(Mask labeling data)

--- --- ---

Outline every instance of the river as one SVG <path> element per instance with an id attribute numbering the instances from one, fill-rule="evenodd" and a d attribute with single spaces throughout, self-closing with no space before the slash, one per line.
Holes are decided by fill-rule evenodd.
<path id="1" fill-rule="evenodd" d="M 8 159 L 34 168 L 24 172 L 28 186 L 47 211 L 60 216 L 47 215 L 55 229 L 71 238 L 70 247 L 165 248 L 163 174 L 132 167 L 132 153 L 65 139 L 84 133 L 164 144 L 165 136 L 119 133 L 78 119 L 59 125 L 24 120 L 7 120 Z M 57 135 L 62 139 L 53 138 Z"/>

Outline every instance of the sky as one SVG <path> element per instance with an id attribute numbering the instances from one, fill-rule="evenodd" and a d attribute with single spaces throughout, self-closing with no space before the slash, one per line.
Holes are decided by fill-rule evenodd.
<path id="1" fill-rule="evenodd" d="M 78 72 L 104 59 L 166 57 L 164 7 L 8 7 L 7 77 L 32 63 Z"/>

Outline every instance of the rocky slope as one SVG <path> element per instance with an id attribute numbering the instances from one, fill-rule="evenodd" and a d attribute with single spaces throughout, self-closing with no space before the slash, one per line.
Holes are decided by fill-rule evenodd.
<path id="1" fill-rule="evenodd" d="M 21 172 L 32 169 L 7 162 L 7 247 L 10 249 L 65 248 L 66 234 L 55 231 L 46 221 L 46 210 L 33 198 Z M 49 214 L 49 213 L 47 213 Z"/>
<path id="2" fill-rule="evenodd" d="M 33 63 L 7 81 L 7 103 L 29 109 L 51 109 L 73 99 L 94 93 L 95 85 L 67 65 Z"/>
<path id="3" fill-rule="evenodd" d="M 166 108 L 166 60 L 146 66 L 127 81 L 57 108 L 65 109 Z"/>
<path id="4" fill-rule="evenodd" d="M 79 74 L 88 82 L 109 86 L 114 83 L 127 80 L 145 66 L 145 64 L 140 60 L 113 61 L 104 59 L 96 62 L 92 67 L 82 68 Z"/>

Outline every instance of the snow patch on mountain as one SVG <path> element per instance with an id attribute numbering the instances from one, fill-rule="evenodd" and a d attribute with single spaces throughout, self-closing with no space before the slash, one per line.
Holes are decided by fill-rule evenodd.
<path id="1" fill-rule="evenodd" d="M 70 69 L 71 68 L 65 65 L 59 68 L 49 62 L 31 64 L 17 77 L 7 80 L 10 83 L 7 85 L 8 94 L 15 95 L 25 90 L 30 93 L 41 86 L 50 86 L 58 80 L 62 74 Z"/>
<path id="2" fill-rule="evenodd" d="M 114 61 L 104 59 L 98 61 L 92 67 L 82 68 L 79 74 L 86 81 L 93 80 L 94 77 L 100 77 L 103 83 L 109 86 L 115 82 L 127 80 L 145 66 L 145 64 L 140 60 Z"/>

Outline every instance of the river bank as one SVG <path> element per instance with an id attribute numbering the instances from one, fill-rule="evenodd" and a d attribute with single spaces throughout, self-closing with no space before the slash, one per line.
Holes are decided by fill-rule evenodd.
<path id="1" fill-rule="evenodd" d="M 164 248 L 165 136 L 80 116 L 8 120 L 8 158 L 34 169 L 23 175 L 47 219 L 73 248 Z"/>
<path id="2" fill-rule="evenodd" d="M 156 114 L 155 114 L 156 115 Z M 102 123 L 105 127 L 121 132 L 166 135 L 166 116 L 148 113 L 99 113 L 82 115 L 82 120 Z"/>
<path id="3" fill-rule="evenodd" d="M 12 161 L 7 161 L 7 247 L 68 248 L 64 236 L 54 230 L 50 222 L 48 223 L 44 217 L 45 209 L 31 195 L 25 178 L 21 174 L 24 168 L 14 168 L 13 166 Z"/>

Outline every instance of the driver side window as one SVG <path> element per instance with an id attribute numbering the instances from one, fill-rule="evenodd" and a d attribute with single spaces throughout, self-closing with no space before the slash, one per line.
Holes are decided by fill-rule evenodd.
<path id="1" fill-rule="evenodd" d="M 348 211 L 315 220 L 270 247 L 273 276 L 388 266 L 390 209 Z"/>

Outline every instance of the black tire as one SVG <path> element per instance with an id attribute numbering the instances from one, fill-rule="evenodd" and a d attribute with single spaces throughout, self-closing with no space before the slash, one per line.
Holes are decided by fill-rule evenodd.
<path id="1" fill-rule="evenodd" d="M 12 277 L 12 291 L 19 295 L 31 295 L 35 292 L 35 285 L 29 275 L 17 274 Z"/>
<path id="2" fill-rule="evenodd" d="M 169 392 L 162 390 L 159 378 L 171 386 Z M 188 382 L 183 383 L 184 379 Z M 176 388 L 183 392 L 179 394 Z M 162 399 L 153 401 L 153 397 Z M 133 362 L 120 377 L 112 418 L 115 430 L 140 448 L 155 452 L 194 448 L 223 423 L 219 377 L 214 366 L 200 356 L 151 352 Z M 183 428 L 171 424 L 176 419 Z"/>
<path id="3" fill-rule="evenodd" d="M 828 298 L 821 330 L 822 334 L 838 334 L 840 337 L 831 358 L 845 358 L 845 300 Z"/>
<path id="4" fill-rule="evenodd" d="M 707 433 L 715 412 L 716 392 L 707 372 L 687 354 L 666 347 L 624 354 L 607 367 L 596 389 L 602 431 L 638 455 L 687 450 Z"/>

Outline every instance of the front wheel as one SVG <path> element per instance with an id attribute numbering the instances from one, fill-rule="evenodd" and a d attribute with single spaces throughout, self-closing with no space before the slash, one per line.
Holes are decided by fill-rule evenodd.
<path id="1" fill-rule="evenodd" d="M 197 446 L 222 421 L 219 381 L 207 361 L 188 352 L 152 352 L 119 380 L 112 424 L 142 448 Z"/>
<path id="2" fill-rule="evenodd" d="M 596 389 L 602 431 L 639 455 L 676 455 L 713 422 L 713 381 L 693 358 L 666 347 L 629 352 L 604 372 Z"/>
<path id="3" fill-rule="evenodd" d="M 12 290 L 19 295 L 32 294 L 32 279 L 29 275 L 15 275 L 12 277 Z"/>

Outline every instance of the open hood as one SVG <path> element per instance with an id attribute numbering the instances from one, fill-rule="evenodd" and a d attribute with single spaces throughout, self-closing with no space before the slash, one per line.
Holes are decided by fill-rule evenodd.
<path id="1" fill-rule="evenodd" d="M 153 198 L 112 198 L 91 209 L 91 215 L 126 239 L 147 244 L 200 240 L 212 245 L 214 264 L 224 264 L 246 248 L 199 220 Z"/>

--- --- ---

■ **PROBLEM REQUIREMENTS**
Can you give every line of the data above as a JSON list of strings, with one string per line and the blank lines left out?

■ **ANSWER**
[
  "Outline every instance of the river as one SVG <path> element per instance with an id attribute numbering the instances from one, fill-rule=\"evenodd\" and a d attribute with single spaces throughout, self-closing with no space before the slash, one per line.",
  "Holes are decided by fill-rule evenodd.",
  "<path id=\"1\" fill-rule=\"evenodd\" d=\"M 8 159 L 34 168 L 24 172 L 28 186 L 47 211 L 60 216 L 47 215 L 55 229 L 71 238 L 70 247 L 165 248 L 163 174 L 132 167 L 132 153 L 65 139 L 84 133 L 164 144 L 165 136 L 119 133 L 78 119 L 59 125 L 24 120 L 7 120 Z M 57 135 L 62 139 L 53 138 Z\"/>",
  "Outline every instance of the sky as one SVG <path> element per instance with an id attribute numbering the instances from one, fill-rule=\"evenodd\" and a d attribute with single spaces throughout, self-closing with no space before the slash, one per line.",
  "Holes are decided by fill-rule evenodd.",
  "<path id=\"1\" fill-rule=\"evenodd\" d=\"M 78 72 L 104 59 L 166 57 L 164 7 L 8 7 L 7 77 L 32 63 Z\"/>",
  "Outline every instance of the rocky slope as one SVG <path> element per instance with an id attribute numbering the instances from one, fill-rule=\"evenodd\" and a d attribute with single spaces throughout, self-closing with no space before the slash, one per line.",
  "Holes are decided by fill-rule evenodd.",
  "<path id=\"1\" fill-rule=\"evenodd\" d=\"M 21 172 L 32 169 L 7 162 L 7 247 L 10 249 L 65 248 L 66 234 L 55 231 L 46 221 L 46 210 L 33 198 Z M 49 214 L 49 213 L 47 213 Z\"/>",
  "<path id=\"2\" fill-rule=\"evenodd\" d=\"M 33 63 L 7 81 L 7 103 L 29 109 L 51 109 L 73 99 L 94 93 L 95 85 L 67 65 Z\"/>",
  "<path id=\"3\" fill-rule=\"evenodd\" d=\"M 166 108 L 166 60 L 146 66 L 127 81 L 57 108 L 65 109 Z\"/>",
  "<path id=\"4\" fill-rule=\"evenodd\" d=\"M 79 74 L 88 82 L 109 86 L 114 83 L 127 80 L 145 66 L 145 64 L 140 60 L 113 61 L 104 59 L 96 62 L 92 67 L 82 68 Z\"/>",
  "Outline every instance of the snow patch on mountain as one SVG <path> element per instance with an id attribute numbering the instances from one, fill-rule=\"evenodd\" and a d attribute with single spaces throughout, self-closing with no space before the slash, one per line.",
  "Holes are decided by fill-rule evenodd.",
  "<path id=\"1\" fill-rule=\"evenodd\" d=\"M 70 69 L 71 68 L 65 65 L 59 68 L 49 62 L 31 64 L 17 77 L 7 80 L 10 83 L 7 85 L 8 94 L 15 95 L 25 90 L 30 93 L 41 86 L 50 86 L 58 80 L 62 74 Z\"/>",
  "<path id=\"2\" fill-rule=\"evenodd\" d=\"M 114 61 L 104 59 L 98 61 L 92 67 L 82 68 L 79 74 L 86 81 L 93 80 L 94 77 L 100 77 L 103 83 L 109 86 L 115 82 L 127 80 L 145 66 L 145 64 L 140 60 Z\"/>",
  "Outline every instance of the river bank as one SVG <path> element per instance with an id attribute numbering the instances from one, fill-rule=\"evenodd\" and a d attribute with single spaces throughout, self-closing with no space before the slash, one per line.",
  "Holes are decided by fill-rule evenodd.",
  "<path id=\"1\" fill-rule=\"evenodd\" d=\"M 164 248 L 165 136 L 80 116 L 8 120 L 8 158 L 34 169 L 23 175 L 47 219 L 73 248 Z\"/>",
  "<path id=\"2\" fill-rule=\"evenodd\" d=\"M 156 114 L 155 114 L 156 115 Z M 102 123 L 105 127 L 121 132 L 166 135 L 166 116 L 148 113 L 99 113 L 82 115 L 82 120 Z\"/>",
  "<path id=\"3\" fill-rule=\"evenodd\" d=\"M 12 161 L 7 161 L 7 247 L 68 248 L 64 236 L 54 230 L 50 222 L 48 223 L 44 217 L 45 209 L 31 195 L 25 178 L 21 174 L 24 168 L 14 168 L 13 166 Z\"/>",
  "Outline every instance of the driver side window as one SVG <path> element per instance with an id attribute numbering the instances from one, fill-rule=\"evenodd\" and a d attribute with single spaces throughout, self-closing with no space before the slash, one per line.",
  "Holes are decided by fill-rule evenodd.",
  "<path id=\"1\" fill-rule=\"evenodd\" d=\"M 348 211 L 315 220 L 270 247 L 273 276 L 388 266 L 390 209 Z\"/>",
  "Outline every instance of the black tire as one SVG <path> element per instance with an id attribute numbering the instances from one, fill-rule=\"evenodd\" and a d attribute with single spaces throughout, self-closing with no space before the slash, one per line.",
  "Holes are decided by fill-rule evenodd.",
  "<path id=\"1\" fill-rule=\"evenodd\" d=\"M 12 277 L 12 291 L 19 295 L 31 295 L 35 292 L 35 285 L 29 275 L 17 274 Z\"/>",
  "<path id=\"2\" fill-rule=\"evenodd\" d=\"M 169 392 L 162 390 L 159 378 L 171 386 Z M 188 382 L 183 383 L 184 379 Z M 176 388 L 183 392 L 179 394 Z M 162 399 L 153 401 L 153 397 Z M 133 362 L 120 377 L 112 418 L 115 430 L 140 448 L 155 452 L 194 448 L 223 423 L 219 377 L 214 366 L 200 356 L 151 352 Z M 183 428 L 171 424 L 176 419 Z\"/>",
  "<path id=\"3\" fill-rule=\"evenodd\" d=\"M 828 298 L 821 330 L 822 334 L 838 334 L 840 337 L 831 358 L 845 358 L 845 300 Z\"/>",
  "<path id=\"4\" fill-rule=\"evenodd\" d=\"M 707 433 L 715 412 L 716 392 L 707 372 L 687 354 L 666 347 L 624 354 L 607 367 L 596 389 L 602 431 L 638 455 L 687 450 Z\"/>",
  "Outline every instance of the front wheel as one SVG <path> element per instance with an id attribute numbering the instances from one, fill-rule=\"evenodd\" and a d attribute with single spaces throughout, self-closing with no space before the slash, one per line.",
  "Holes are decided by fill-rule evenodd.",
  "<path id=\"1\" fill-rule=\"evenodd\" d=\"M 197 446 L 222 421 L 219 381 L 207 361 L 188 352 L 152 352 L 119 380 L 112 424 L 142 448 Z\"/>",
  "<path id=\"2\" fill-rule=\"evenodd\" d=\"M 596 389 L 602 431 L 639 455 L 676 455 L 713 422 L 713 381 L 693 358 L 666 347 L 629 352 L 604 372 Z\"/>",
  "<path id=\"3\" fill-rule=\"evenodd\" d=\"M 12 290 L 19 295 L 32 294 L 32 279 L 29 275 L 15 275 L 12 277 Z\"/>",
  "Outline every instance of the open hood as one SVG <path> element per instance with an id attribute numbering the instances from one, fill-rule=\"evenodd\" and a d attribute with single spaces throughout, self-closing with no space before the slash, one per line.",
  "Holes are decided by fill-rule evenodd.",
  "<path id=\"1\" fill-rule=\"evenodd\" d=\"M 153 198 L 112 198 L 91 209 L 91 215 L 126 239 L 147 244 L 200 240 L 212 245 L 214 264 L 224 264 L 246 248 L 199 220 Z\"/>"
]